• Ваше задание:
Проверьте, согласуются ли с текстом о Рикардо утверждения (а), (б) и (в). Для каждого ответьте «да» или «нет» и приведите решающие слова текста точной цитатой. (а) Рикардо спорит со Смитом в первой главе своей книги. (б) По учению Рикардо, изменение стоимости труда рабочих вызывает соответственное изменение стоимости произведенных ими продуктов. (в) Выражением «стоимость труда» пользовался только Маркс.

• Текст для чтения:
Если бы Рикардо сделал дальнейшие выводы из этого положения, он, естественно, задумался бы над вопросом, можно ли считать средства существования рабочих одним из вещественных элементов или составных частей капитала. Положительный ответ на этот вопрос означал бы, что, например, снижение стоимости средств существования рабочих (или «стоимости труда», как выражался Рикардо и другие экономисты до Маркса) вызывает соответственное снижение стоимости продуктов, произведенных рабочими. Между тем в полемике со Смитом как раз против этого положения Рикардо справедливо ополчается в первой же главе своей книги. Он не спасся бы от затруднений, если бы даже подставил — в роли носителя капитала — самый «труд» рабочих вместо средств их существования: ведь по известному учению Рикардо изменение «стоимости» труда рабочих не вызывает соответственного изменения в стоимости продуктов, произведенных этим трудом. Таким образом, Рикардо, продумав вопрос до конца, пришел бы к следующей дилемме: либо признать, что средства существования рабочих (и самый «труд» стоимость которого они представляют), в отличие от сырья и машин, вообще не входят в состав капитала, ибо изменение их стоимости не находит соответственного отражения в стоимости продукта; либо же признать, что они входят в состав капитала, но совсем иным образом, нежели сырье и машины, а именно таким образом, что изменение их стоимости не вызывает соответственного изменения в стоимости продукта труда.

• Исходные данные:
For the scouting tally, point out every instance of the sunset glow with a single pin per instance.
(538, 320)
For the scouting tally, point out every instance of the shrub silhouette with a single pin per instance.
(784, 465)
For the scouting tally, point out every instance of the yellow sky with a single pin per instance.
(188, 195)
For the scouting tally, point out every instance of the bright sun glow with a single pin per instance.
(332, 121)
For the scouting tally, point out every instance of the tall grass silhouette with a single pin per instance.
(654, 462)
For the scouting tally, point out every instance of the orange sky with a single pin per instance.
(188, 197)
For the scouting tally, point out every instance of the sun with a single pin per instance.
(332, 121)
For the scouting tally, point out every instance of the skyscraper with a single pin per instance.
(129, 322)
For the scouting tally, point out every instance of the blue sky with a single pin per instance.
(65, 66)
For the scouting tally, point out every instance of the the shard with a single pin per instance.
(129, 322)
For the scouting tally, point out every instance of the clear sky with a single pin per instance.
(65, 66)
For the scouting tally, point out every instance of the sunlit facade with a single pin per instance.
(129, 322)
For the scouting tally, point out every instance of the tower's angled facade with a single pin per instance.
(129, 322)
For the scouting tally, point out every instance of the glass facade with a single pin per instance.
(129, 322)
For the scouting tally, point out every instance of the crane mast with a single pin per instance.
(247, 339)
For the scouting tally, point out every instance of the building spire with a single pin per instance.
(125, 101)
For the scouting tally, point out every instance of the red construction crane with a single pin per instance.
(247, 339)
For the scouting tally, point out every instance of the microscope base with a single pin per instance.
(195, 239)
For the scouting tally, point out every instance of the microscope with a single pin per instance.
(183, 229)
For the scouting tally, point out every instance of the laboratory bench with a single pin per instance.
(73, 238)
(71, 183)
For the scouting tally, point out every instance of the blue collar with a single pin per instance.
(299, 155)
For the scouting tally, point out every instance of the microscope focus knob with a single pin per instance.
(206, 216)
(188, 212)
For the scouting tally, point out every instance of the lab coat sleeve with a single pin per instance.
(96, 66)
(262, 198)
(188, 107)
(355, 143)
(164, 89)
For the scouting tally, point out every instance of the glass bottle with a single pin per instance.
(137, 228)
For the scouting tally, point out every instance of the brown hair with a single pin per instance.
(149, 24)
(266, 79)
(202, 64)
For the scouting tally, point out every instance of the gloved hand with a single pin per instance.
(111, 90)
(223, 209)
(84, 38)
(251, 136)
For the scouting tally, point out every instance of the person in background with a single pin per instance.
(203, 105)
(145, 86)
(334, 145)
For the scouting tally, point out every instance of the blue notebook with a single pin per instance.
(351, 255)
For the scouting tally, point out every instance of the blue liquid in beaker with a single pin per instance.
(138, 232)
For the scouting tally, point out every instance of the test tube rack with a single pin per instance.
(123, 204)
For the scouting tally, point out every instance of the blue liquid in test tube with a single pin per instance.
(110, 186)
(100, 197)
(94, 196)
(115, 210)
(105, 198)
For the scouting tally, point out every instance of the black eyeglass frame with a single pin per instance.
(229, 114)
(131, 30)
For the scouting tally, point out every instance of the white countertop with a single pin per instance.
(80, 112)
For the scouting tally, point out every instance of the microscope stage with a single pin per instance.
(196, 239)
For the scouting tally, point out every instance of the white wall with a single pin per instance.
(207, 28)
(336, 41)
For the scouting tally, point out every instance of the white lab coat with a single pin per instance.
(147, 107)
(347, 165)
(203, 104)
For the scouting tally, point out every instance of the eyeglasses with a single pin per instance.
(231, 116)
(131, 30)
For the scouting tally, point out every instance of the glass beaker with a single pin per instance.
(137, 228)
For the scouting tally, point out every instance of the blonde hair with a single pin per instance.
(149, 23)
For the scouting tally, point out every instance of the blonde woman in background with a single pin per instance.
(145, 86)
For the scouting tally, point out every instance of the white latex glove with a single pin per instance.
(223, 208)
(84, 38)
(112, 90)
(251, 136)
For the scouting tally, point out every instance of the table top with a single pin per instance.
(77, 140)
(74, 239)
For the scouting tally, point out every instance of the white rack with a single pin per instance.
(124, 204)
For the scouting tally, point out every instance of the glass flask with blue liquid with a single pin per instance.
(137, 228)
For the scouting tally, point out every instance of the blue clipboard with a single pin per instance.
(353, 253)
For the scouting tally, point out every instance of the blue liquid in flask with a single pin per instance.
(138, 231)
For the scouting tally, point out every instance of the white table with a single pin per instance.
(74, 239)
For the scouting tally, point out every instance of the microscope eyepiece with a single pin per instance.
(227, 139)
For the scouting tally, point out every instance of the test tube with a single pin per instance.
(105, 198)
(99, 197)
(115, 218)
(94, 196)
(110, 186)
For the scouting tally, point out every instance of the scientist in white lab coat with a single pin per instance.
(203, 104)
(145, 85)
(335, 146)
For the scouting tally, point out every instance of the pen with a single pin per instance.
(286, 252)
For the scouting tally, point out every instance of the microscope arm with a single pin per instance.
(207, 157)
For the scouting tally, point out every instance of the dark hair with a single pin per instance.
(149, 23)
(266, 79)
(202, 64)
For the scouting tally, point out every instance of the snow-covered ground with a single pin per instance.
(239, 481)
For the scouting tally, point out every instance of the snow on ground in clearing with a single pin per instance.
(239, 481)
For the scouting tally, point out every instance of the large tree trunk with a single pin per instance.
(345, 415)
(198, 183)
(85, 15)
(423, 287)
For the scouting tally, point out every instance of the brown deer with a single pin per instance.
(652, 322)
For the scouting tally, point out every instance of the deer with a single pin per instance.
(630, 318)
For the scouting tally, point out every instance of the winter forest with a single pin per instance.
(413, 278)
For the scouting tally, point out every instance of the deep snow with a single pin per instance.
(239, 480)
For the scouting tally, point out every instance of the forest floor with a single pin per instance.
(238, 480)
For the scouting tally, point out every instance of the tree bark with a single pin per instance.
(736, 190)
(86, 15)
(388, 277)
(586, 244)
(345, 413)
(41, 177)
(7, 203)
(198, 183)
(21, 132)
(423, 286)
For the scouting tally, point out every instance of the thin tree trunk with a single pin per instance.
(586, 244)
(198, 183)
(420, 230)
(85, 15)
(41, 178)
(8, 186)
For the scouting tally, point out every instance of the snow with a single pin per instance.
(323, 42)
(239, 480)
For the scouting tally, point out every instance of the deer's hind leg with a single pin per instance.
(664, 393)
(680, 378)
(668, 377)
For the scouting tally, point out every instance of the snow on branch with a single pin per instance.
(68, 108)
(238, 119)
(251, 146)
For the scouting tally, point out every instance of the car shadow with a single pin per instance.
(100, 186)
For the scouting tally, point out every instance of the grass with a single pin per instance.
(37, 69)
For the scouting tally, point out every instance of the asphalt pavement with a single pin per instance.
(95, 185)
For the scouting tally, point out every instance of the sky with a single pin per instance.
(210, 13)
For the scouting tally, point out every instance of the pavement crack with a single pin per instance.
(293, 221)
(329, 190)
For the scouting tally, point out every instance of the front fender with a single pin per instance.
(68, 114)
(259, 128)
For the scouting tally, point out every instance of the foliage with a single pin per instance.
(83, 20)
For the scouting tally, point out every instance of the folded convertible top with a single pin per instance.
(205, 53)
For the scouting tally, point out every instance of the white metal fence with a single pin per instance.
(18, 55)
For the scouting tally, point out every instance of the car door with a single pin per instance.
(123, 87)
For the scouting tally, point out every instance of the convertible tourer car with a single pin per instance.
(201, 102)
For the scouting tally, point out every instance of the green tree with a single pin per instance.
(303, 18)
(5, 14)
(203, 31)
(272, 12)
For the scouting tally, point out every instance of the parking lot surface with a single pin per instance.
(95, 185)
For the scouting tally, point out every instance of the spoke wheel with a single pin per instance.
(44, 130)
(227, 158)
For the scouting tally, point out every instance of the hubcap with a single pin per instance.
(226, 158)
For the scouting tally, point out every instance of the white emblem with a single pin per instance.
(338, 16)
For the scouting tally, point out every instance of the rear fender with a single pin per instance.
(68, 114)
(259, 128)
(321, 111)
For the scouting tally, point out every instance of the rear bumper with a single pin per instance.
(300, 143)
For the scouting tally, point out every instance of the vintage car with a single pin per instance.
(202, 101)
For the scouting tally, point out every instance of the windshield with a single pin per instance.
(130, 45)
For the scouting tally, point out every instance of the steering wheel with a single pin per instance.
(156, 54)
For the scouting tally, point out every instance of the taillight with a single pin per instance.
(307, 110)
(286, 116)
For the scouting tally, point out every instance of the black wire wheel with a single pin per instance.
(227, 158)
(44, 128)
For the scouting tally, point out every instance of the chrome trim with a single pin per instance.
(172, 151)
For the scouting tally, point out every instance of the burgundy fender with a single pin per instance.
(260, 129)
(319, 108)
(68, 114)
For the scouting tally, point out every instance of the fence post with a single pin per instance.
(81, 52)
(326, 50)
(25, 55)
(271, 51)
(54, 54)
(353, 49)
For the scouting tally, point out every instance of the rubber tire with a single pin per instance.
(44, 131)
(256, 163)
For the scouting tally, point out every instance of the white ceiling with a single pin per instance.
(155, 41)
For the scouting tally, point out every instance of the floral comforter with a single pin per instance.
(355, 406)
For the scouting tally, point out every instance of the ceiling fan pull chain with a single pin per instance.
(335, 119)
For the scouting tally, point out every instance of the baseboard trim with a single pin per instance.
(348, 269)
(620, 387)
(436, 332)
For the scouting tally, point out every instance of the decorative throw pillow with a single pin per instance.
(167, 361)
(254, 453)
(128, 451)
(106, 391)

• Решение задания:
(а) Да: «в полемике со Смитом как раз против этого положения Рикардо справедливо ополчается в первой же главе своей книги».
(б) Нет: «не вызывает соответственного изменения в стоимости продуктов, произведенных этим трудом».
(в) Нет: «как выражался Рикардо и другие экономисты до Маркса».